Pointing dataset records
━━━

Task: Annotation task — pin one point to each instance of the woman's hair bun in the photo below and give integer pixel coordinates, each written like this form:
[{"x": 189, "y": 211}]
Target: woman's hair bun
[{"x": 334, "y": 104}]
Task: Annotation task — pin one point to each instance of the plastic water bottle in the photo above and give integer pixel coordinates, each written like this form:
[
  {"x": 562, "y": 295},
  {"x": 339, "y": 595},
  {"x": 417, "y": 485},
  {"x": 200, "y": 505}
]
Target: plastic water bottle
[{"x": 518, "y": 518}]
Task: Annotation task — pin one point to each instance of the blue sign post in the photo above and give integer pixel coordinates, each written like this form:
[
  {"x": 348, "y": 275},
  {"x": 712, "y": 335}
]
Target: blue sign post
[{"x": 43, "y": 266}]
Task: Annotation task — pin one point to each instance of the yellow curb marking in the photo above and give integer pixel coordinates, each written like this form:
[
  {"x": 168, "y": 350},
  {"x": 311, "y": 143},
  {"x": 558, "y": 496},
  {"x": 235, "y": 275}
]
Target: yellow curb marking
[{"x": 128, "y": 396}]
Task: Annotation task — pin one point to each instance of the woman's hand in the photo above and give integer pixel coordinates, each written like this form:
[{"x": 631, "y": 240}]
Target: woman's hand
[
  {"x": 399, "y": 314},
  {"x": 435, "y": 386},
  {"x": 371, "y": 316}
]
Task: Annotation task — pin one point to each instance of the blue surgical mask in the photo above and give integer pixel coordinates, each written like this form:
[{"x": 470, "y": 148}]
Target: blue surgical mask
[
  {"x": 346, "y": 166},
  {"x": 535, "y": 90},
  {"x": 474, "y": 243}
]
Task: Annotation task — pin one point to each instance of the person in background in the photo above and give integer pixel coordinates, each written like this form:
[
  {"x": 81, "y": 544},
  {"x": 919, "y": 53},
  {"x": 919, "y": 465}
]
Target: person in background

━━━

- _What you have to do_
Output all of the data above without any alteration.

- _Solution_
Task: Annotation task — pin one point to each instance of the woman's hair bun in the photo below and give integer pixel coordinates, each written like this form:
[{"x": 189, "y": 211}]
Target: woman's hair bun
[{"x": 334, "y": 104}]
Task: Annotation task — pin one point to each instance of the plastic water bottle in the photo above and give integer pixel coordinates, each written like this form:
[
  {"x": 562, "y": 295},
  {"x": 339, "y": 595},
  {"x": 417, "y": 485},
  {"x": 200, "y": 505}
]
Target: plastic water bottle
[{"x": 518, "y": 518}]
Task: Annotation task — pin one point to each instance of the blue sign post in the photo above and give integer pixel coordinates, each written like this form:
[
  {"x": 348, "y": 275},
  {"x": 712, "y": 335}
]
Target: blue sign post
[{"x": 43, "y": 266}]
Task: Annotation task — pin one point to each instance of the yellow curb marking in the photo above and give integer pixel coordinates, each written like this form:
[
  {"x": 168, "y": 350},
  {"x": 311, "y": 143},
  {"x": 558, "y": 496},
  {"x": 235, "y": 275}
]
Target: yellow curb marking
[{"x": 128, "y": 396}]
Task: Annotation task — pin one point to each instance of the woman's hand in the photo above and give integer pixel coordinates, each written like this form:
[{"x": 631, "y": 240}]
Target: woman's hand
[
  {"x": 399, "y": 314},
  {"x": 435, "y": 386},
  {"x": 371, "y": 316}
]
Task: Annotation task — pin one point to each instance of the blue surgical mask in the photo above and give integer pixel coordinates, each written like this form:
[{"x": 470, "y": 148}]
Target: blue surgical mask
[
  {"x": 346, "y": 166},
  {"x": 535, "y": 90},
  {"x": 474, "y": 243}
]
Task: Annotation task — pin one point to each instance of the person in background in the photo above and give integer pixel coordinates, each written like this form:
[
  {"x": 81, "y": 544},
  {"x": 919, "y": 53},
  {"x": 919, "y": 465}
]
Target: person in background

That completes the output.